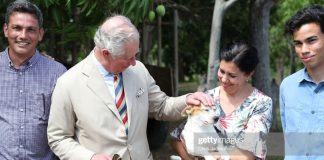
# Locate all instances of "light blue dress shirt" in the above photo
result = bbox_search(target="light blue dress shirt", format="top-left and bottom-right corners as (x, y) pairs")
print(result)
(91, 51), (116, 101)
(280, 68), (324, 160)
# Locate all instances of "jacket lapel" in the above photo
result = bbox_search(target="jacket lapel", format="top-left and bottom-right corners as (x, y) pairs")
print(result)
(81, 55), (123, 123)
(122, 69), (137, 127)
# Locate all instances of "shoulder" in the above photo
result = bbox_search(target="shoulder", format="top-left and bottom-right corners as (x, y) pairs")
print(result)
(280, 69), (304, 87)
(252, 88), (272, 104)
(0, 51), (6, 65)
(0, 50), (5, 57)
(38, 54), (67, 73)
(126, 60), (150, 76)
(57, 59), (85, 81)
(129, 60), (147, 71)
(205, 86), (220, 97)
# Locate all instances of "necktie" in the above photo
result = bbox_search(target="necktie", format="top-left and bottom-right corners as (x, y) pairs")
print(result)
(114, 73), (128, 135)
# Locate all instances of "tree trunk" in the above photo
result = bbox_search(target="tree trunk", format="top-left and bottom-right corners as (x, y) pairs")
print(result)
(207, 0), (239, 90)
(173, 8), (179, 96)
(157, 16), (162, 67)
(141, 22), (155, 64)
(275, 57), (284, 84)
(249, 0), (275, 129)
(249, 0), (274, 96)
(288, 44), (296, 74)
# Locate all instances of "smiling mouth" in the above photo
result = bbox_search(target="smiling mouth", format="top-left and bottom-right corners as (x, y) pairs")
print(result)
(222, 84), (231, 88)
(16, 42), (29, 47)
(301, 55), (314, 62)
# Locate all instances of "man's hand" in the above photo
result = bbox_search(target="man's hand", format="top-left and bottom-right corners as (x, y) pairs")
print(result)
(185, 92), (214, 107)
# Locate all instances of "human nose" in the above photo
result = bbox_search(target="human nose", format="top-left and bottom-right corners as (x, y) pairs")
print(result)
(301, 44), (310, 55)
(18, 29), (27, 39)
(220, 74), (229, 83)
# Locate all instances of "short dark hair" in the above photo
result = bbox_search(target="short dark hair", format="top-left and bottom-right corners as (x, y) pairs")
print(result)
(285, 5), (324, 35)
(5, 0), (43, 28)
(220, 40), (259, 74)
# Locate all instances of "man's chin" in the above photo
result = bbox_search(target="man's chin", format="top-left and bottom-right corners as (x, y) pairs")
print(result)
(13, 48), (34, 56)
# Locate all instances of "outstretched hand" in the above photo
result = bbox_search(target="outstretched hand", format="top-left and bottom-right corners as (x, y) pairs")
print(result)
(185, 92), (214, 107)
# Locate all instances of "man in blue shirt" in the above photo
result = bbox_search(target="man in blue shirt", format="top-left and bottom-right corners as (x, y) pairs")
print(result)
(0, 0), (66, 159)
(280, 5), (324, 160)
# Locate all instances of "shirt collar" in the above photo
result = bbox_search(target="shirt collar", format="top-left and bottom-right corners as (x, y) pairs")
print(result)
(91, 50), (114, 77)
(298, 68), (315, 84)
(4, 47), (41, 69)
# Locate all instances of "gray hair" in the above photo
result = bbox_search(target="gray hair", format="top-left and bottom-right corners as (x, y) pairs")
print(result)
(94, 15), (140, 57)
(5, 0), (43, 28)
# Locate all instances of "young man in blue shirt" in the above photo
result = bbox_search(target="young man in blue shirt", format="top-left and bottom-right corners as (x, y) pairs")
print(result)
(280, 5), (324, 160)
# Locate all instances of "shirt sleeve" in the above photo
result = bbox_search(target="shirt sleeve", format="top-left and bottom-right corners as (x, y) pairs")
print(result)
(236, 97), (273, 160)
(279, 84), (286, 131)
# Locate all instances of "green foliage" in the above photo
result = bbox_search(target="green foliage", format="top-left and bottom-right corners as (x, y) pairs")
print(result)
(2, 0), (323, 80)
(0, 0), (11, 49)
(270, 0), (324, 76)
(222, 0), (249, 47)
(157, 0), (215, 80)
(148, 10), (156, 21)
(2, 0), (149, 67)
(156, 5), (166, 16)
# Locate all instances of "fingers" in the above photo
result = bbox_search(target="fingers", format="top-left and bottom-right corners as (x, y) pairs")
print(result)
(185, 92), (214, 106)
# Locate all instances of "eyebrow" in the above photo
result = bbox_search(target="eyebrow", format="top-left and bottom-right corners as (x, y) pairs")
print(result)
(294, 35), (318, 42)
(219, 68), (237, 75)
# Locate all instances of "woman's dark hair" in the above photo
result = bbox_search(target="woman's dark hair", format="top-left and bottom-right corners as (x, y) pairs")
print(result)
(220, 41), (259, 74)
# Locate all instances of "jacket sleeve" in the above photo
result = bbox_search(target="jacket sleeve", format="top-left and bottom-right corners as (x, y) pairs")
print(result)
(137, 62), (187, 121)
(47, 78), (95, 160)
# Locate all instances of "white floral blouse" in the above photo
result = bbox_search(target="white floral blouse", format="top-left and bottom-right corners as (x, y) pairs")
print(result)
(171, 86), (273, 160)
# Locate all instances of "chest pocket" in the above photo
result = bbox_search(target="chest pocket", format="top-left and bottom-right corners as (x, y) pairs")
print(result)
(284, 104), (307, 132)
(30, 93), (52, 121)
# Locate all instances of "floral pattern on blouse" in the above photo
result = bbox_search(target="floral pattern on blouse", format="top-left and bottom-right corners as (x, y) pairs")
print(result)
(171, 86), (272, 160)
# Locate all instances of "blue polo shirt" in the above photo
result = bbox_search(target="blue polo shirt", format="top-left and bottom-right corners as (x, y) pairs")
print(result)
(280, 68), (324, 160)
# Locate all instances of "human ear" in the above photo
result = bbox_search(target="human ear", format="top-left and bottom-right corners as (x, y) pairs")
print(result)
(3, 23), (8, 37)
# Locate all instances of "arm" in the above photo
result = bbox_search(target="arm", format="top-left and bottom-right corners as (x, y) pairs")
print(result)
(171, 139), (254, 160)
(279, 84), (286, 131)
(138, 62), (213, 121)
(234, 96), (273, 160)
(219, 148), (255, 160)
(171, 140), (194, 160)
(47, 80), (95, 160)
(171, 139), (255, 160)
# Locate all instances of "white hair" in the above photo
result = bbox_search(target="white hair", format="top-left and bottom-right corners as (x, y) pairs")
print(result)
(94, 15), (140, 57)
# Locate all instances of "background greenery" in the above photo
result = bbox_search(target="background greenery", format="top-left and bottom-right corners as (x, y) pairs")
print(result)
(1, 0), (322, 80)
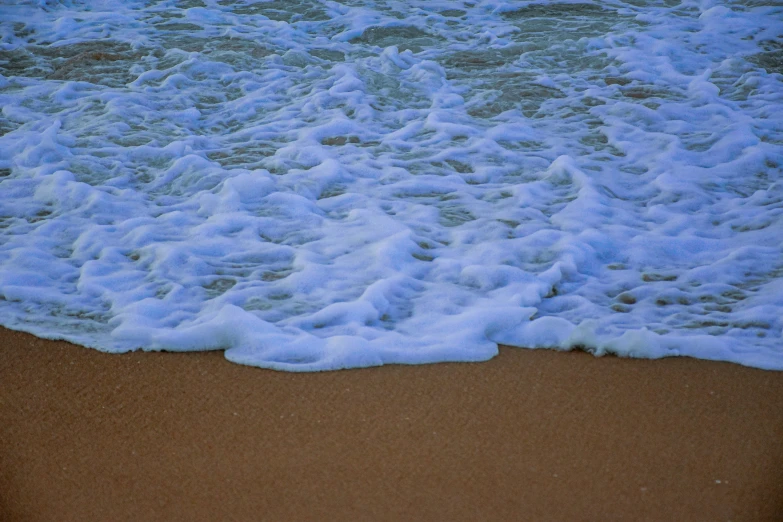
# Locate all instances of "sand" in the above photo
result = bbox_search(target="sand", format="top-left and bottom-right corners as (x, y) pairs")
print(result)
(1, 326), (782, 521)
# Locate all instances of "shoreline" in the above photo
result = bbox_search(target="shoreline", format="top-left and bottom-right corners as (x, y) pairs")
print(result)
(2, 326), (782, 521)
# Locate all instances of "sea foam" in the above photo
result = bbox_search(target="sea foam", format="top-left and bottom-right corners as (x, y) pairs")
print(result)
(0, 0), (781, 370)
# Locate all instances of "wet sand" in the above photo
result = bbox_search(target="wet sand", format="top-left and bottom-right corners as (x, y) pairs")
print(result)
(1, 326), (782, 521)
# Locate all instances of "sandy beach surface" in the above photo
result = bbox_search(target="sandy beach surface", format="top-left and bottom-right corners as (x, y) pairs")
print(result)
(1, 326), (782, 521)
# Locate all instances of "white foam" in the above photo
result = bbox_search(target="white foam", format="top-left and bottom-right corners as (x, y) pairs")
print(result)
(0, 0), (781, 371)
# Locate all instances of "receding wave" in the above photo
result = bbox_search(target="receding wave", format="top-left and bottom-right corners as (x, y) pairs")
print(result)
(0, 0), (781, 371)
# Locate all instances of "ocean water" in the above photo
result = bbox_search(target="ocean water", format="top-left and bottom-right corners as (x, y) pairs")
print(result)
(0, 0), (781, 371)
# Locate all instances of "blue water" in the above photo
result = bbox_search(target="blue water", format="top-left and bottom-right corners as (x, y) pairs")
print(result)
(1, 0), (782, 370)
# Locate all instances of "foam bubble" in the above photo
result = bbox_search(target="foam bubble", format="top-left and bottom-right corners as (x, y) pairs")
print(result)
(0, 0), (781, 370)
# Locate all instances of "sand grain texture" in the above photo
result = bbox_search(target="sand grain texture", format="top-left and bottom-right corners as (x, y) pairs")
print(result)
(1, 327), (782, 521)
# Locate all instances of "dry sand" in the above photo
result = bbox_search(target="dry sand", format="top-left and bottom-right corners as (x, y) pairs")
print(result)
(1, 326), (782, 521)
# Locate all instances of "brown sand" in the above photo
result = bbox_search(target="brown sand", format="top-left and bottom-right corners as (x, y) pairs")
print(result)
(1, 326), (782, 521)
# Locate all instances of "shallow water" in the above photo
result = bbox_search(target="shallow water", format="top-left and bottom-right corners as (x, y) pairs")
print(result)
(1, 0), (781, 370)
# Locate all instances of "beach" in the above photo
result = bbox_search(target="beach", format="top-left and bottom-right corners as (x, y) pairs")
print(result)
(2, 326), (782, 521)
(2, 2), (783, 519)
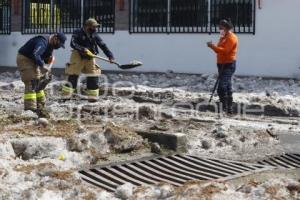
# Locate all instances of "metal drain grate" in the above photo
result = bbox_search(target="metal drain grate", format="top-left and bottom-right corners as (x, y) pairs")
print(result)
(79, 154), (273, 192)
(257, 153), (300, 169)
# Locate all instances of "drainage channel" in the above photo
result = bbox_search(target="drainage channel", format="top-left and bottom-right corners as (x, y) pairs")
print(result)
(79, 154), (273, 192)
(257, 153), (300, 169)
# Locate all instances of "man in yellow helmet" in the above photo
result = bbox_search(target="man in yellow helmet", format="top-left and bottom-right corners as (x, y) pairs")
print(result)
(62, 18), (114, 102)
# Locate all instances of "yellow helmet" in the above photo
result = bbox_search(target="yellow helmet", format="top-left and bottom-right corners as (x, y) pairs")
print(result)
(85, 18), (100, 27)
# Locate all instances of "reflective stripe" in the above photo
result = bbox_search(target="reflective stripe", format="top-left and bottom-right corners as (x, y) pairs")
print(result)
(24, 93), (37, 100)
(62, 85), (75, 93)
(36, 90), (45, 98)
(86, 89), (99, 97)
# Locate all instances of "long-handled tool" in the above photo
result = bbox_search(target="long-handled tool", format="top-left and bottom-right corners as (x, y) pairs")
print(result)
(209, 65), (224, 103)
(36, 57), (55, 91)
(85, 50), (142, 70)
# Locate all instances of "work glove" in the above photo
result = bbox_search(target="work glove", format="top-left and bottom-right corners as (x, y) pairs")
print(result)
(109, 57), (115, 63)
(44, 56), (54, 64)
(40, 65), (50, 75)
(83, 48), (95, 58)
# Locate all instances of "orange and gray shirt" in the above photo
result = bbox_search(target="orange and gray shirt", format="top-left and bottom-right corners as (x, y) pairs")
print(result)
(211, 31), (238, 64)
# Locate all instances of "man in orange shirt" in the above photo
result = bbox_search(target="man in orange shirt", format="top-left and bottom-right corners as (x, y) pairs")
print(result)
(207, 19), (238, 114)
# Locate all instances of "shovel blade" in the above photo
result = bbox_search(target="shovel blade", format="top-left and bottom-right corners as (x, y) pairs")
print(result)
(119, 63), (142, 69)
(36, 74), (52, 91)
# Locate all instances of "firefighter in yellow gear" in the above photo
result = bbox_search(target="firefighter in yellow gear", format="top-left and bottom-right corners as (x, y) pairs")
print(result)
(17, 33), (66, 117)
(62, 18), (115, 102)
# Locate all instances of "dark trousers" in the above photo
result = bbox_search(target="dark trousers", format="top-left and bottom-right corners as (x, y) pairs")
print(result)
(217, 61), (236, 98)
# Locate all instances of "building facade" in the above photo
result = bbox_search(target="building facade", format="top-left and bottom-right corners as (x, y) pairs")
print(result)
(0, 0), (299, 78)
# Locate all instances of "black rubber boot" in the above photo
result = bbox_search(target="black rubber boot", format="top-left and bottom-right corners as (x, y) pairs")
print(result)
(37, 109), (50, 119)
(86, 76), (99, 103)
(223, 96), (228, 113)
(61, 75), (79, 101)
(227, 96), (233, 114)
(68, 75), (79, 89)
(219, 96), (227, 113)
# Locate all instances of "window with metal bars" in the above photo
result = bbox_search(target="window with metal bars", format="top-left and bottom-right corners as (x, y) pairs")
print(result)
(0, 0), (11, 34)
(130, 0), (209, 33)
(170, 0), (209, 33)
(132, 0), (168, 32)
(129, 0), (255, 34)
(21, 0), (115, 34)
(210, 0), (255, 33)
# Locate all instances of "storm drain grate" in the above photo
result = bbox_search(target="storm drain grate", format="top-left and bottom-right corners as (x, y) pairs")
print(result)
(79, 154), (273, 192)
(257, 153), (300, 169)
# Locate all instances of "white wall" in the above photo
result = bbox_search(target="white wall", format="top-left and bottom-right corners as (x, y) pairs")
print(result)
(1, 0), (300, 78)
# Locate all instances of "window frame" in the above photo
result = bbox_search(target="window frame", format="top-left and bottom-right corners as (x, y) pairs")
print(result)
(0, 0), (11, 35)
(129, 0), (256, 34)
(21, 0), (115, 34)
(210, 0), (256, 34)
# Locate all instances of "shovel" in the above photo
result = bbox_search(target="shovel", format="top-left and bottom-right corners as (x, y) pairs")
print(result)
(85, 50), (142, 69)
(209, 65), (224, 103)
(36, 57), (55, 91)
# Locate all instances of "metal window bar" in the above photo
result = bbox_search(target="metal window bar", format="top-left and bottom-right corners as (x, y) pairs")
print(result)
(84, 0), (115, 33)
(210, 0), (255, 34)
(0, 0), (11, 34)
(170, 0), (209, 33)
(130, 0), (168, 33)
(22, 0), (115, 34)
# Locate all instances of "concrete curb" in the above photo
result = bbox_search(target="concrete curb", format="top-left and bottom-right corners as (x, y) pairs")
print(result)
(136, 131), (188, 153)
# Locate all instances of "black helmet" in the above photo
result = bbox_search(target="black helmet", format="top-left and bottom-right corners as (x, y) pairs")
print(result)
(219, 19), (233, 30)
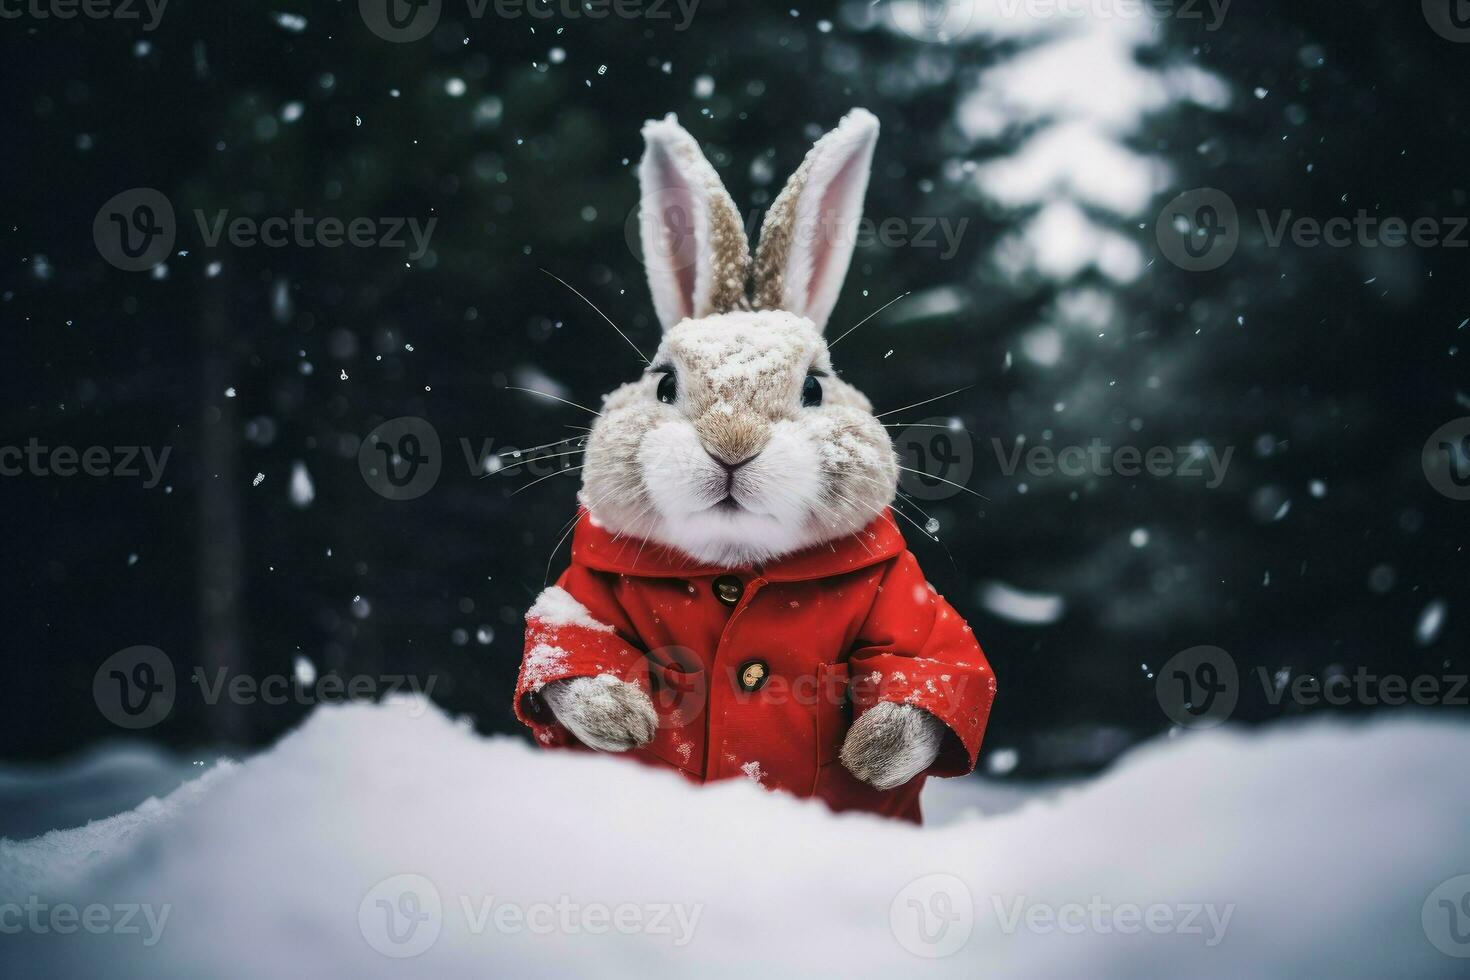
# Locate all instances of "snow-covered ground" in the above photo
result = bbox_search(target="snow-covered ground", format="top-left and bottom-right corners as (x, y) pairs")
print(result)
(2, 699), (1468, 977)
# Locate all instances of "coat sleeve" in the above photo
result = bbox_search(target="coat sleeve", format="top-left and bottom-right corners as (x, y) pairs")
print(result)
(514, 564), (651, 748)
(847, 551), (997, 777)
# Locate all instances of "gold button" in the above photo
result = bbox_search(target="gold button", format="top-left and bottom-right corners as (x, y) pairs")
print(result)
(737, 659), (769, 692)
(713, 576), (743, 606)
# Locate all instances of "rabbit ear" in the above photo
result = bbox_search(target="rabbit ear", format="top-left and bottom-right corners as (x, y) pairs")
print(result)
(637, 114), (751, 331)
(752, 109), (879, 333)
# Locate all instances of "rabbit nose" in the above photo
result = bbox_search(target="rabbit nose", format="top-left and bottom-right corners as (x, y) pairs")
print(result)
(696, 413), (769, 468)
(711, 452), (759, 475)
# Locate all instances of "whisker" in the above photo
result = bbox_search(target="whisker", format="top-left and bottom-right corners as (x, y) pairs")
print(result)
(886, 497), (943, 542)
(896, 466), (988, 500)
(608, 497), (657, 550)
(832, 478), (943, 549)
(847, 468), (990, 510)
(566, 485), (632, 556)
(809, 495), (865, 550)
(505, 386), (603, 417)
(544, 510), (583, 585)
(841, 484), (935, 544)
(895, 489), (938, 525)
(880, 422), (967, 430)
(828, 291), (911, 348)
(612, 497), (660, 563)
(483, 448), (586, 477)
(510, 464), (585, 497)
(823, 489), (884, 555)
(608, 505), (655, 558)
(494, 435), (587, 459)
(875, 385), (972, 419)
(890, 496), (962, 575)
(539, 268), (650, 364)
(631, 524), (655, 567)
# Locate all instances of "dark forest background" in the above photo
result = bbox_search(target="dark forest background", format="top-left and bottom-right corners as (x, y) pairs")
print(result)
(2, 0), (1467, 776)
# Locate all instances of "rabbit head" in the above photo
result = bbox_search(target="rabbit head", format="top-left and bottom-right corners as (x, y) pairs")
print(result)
(579, 109), (897, 567)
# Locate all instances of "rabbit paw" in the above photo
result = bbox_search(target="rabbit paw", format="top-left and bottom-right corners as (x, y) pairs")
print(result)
(541, 674), (657, 752)
(839, 702), (946, 790)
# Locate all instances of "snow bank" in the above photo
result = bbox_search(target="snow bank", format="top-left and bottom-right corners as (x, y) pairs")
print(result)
(0, 743), (196, 841)
(2, 699), (1468, 977)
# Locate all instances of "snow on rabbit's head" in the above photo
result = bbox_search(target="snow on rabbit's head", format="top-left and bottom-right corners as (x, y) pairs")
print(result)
(579, 109), (897, 567)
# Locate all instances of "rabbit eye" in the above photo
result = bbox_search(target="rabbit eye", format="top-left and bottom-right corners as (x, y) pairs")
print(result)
(656, 372), (678, 404)
(801, 374), (823, 408)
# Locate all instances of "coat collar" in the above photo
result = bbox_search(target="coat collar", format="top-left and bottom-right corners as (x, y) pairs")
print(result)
(570, 509), (906, 581)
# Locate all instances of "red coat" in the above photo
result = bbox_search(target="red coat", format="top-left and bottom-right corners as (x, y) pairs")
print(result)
(515, 510), (996, 823)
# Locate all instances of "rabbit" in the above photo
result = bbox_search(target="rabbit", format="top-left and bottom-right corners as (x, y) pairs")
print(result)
(514, 109), (995, 820)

========

Only the lines above that include the word "grate" belong in the answer; copy each one.

> **ANSWER TO THIS PROBLEM**
# Locate all instances of "metal drain grate" in the above photo
result = bbox_search(target="metal drain grate", format="top-left and bottom-right corners as (x, y) pairs")
# Locate all instances of "storm drain grate" in the above photo
result = bbox_search(target="storm drain grate", format="top-left and bottom-right corners as (x, y) pairs")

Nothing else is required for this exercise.